原文の抜粋

============

ヒユ科フダンソウ属の根菜で、てんさい糖の原料となるテンサイ(甜菜)の仲間です。ショ糖を多く含むため、食べるとほんのりと甘みがあります。「テーブルビート」や「ガーデンビート」、「カエンサイ(火焔菜)」などの呼び名もあります。同じ仲間であるビートのほうが耳馴染みがあるかもしれませんが、こちらはテンサイの別名。カブと大根の中間のような白い野菜で、「砂糖大根」とも呼ばれます。

ビーツは一見すると赤カブに似ていますが、アブラナ科であるカブとは別の種類です。欧米、とくに東欧では一般的に食べられており、ロシア料理で有名なボルシチが代表的なビーツ料理です。

旬の時期

主にアメリカやオーストラリア、オランダ、ニュージーランドなどの海外で生産されていましたが、近年では北海道、茨城県、熊本県など国内で栽培されたビーツも出回るようになってきましたので、スーパーなどで国内産のビーツを時々見かけますね。

============

提供データ
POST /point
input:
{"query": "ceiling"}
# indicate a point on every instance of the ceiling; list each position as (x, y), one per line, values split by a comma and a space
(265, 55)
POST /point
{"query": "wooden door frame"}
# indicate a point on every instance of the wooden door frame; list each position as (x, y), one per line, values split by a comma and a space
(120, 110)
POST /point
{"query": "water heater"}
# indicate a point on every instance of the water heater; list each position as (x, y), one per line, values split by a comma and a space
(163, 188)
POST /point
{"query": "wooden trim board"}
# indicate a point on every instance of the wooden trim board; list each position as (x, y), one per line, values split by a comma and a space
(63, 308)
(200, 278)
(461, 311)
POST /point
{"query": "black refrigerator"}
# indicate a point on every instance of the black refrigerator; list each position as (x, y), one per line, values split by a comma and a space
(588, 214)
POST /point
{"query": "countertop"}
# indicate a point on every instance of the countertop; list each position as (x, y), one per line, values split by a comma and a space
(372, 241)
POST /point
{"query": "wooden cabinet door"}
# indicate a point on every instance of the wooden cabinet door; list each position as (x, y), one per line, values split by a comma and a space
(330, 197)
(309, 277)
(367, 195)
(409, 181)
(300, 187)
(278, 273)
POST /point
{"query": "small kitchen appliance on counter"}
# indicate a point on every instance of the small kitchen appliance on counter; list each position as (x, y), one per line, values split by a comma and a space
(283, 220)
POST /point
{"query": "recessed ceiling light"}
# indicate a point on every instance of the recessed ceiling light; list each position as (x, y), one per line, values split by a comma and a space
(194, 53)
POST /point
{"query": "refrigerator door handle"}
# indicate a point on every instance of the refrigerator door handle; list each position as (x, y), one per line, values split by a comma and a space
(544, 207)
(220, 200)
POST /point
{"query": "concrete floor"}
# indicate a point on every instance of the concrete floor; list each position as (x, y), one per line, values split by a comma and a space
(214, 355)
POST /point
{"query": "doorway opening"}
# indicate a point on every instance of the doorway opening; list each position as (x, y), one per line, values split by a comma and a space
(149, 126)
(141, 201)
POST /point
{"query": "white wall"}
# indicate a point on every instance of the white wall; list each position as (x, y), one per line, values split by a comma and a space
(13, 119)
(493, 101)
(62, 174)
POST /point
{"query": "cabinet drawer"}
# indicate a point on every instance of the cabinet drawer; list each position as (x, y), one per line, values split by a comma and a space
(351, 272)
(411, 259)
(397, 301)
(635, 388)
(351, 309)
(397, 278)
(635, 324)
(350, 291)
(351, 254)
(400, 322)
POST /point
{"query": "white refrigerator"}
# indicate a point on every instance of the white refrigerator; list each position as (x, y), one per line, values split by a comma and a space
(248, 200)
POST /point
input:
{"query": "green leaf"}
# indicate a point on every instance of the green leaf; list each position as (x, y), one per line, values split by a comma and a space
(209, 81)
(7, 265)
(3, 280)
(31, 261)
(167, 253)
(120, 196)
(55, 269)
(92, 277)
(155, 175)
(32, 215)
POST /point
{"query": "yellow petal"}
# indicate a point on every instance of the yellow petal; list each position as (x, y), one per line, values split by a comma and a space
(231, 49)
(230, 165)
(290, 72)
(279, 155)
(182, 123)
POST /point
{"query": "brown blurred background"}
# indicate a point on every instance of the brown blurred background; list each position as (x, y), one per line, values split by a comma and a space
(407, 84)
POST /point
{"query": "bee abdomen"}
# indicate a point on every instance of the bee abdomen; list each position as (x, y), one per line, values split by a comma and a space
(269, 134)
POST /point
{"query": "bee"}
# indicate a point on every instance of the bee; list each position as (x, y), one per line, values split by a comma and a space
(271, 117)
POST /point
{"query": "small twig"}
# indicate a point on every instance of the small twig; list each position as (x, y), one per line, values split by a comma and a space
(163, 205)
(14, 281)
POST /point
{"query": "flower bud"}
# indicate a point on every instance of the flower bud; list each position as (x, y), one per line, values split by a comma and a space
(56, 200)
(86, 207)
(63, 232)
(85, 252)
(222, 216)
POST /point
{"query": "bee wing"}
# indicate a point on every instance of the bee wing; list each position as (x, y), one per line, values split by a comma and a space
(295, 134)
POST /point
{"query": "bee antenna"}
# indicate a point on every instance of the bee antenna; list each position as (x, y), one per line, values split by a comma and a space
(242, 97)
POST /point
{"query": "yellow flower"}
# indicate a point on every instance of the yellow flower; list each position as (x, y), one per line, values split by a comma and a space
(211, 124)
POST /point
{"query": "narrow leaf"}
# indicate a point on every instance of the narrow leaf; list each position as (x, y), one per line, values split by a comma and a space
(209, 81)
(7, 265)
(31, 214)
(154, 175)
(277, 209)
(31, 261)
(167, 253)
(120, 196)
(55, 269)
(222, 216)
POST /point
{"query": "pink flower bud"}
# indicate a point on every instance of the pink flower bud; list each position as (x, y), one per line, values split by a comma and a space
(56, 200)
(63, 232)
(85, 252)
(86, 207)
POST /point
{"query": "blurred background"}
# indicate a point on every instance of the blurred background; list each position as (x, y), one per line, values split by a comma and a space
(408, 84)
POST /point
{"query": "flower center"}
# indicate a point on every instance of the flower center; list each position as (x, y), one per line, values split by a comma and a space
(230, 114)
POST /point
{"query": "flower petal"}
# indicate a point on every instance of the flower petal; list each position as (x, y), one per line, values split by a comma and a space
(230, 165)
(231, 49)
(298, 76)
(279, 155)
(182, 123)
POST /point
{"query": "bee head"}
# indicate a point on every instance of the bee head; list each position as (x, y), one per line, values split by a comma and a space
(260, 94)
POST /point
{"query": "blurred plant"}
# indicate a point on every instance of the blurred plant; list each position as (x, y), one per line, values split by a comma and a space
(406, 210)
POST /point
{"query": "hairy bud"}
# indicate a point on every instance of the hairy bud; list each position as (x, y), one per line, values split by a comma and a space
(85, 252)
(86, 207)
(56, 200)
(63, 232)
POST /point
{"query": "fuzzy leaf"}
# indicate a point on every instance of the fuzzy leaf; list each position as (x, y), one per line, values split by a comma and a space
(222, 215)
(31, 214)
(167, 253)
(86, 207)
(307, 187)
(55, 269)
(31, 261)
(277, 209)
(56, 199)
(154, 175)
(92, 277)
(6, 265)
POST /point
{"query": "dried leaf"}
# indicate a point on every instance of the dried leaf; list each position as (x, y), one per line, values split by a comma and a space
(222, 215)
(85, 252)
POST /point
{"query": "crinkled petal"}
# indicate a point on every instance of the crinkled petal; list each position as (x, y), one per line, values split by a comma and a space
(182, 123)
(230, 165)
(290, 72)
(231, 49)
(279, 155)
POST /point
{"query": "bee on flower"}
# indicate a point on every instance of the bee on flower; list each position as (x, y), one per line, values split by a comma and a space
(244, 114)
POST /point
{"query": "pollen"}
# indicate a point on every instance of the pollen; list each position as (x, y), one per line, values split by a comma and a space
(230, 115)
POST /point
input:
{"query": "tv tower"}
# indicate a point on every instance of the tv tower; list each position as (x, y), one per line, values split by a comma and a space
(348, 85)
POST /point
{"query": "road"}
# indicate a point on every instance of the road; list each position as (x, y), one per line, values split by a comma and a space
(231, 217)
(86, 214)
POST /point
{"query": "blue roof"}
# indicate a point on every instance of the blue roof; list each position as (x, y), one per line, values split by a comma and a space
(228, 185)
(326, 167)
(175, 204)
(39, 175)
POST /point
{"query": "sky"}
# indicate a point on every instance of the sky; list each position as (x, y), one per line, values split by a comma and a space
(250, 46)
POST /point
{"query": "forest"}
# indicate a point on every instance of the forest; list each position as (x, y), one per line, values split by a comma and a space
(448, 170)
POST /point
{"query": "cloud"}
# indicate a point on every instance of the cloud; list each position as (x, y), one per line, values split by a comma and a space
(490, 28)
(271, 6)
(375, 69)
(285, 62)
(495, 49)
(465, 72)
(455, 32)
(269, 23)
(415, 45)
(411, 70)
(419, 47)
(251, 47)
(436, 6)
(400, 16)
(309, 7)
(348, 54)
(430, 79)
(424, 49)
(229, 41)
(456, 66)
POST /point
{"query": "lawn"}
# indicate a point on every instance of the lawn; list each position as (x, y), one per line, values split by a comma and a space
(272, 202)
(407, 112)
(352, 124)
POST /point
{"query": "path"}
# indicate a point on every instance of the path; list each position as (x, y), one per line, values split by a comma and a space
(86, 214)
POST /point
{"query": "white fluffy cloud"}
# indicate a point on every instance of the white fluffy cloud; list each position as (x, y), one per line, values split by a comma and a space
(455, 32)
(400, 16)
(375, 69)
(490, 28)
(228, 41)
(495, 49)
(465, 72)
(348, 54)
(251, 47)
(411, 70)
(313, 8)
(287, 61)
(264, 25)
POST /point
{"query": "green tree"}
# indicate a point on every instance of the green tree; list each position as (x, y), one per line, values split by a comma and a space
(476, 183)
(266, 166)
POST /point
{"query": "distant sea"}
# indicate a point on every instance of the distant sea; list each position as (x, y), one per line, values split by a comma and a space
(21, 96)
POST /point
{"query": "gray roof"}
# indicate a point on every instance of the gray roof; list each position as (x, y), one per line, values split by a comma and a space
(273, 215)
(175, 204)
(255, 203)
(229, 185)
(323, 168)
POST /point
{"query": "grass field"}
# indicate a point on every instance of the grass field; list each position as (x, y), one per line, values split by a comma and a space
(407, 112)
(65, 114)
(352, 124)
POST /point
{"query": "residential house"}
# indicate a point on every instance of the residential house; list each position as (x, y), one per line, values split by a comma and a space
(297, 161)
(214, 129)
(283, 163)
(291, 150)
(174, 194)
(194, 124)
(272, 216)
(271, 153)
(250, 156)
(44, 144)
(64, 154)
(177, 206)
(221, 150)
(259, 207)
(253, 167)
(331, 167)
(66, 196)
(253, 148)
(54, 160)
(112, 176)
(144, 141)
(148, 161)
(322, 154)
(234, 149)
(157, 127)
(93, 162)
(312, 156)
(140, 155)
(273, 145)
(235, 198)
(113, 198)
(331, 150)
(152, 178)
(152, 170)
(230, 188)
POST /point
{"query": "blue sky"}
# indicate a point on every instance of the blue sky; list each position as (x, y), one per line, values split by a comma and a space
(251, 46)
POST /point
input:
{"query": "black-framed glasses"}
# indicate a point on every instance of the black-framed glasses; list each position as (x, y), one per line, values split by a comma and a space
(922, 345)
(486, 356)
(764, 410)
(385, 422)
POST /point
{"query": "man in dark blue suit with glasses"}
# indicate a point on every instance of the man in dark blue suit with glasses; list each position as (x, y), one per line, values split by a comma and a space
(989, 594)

============

課題の目標
ビーツについての文章から、「ヒユ科フダンソウ属の根菜で、」で始まり「のビーツを時々見かけますね。」で終わる部分を一字も変えずに引用せよ。

演習の結果
ヒユ科フダンソウ属の根菜で、てんさい糖の原料となるテンサイ(甜菜)の仲間です。ショ糖を多く含むため、食べるとほんのりと甘みがあります。「テーブルビート」や「ガーデンビート」、「カエンサイ(火焔菜)」などの呼び名もあります。同じ仲間であるビートのほうが耳馴染みがあるかもしれませんが、こちらはテンサイの別名。カブと大根の中間のような白い野菜で、「砂糖大根」とも呼ばれます。

ビーツは一見すると赤カブに似ていますが、アブラナ科であるカブとは別の種類です。欧米、とくに東欧では一般的に食べられており、ロシア料理で有名なボルシチが代表的なビーツ料理です。

旬の時期

主にアメリカやオーストラリア、オランダ、ニュージーランドなどの海外で生産されていましたが、近年では北海道、茨城県、熊本県など国内で栽培されたビーツも出回るようになってきましたので、スーパーなどで国内産のビーツを時々見かけますね。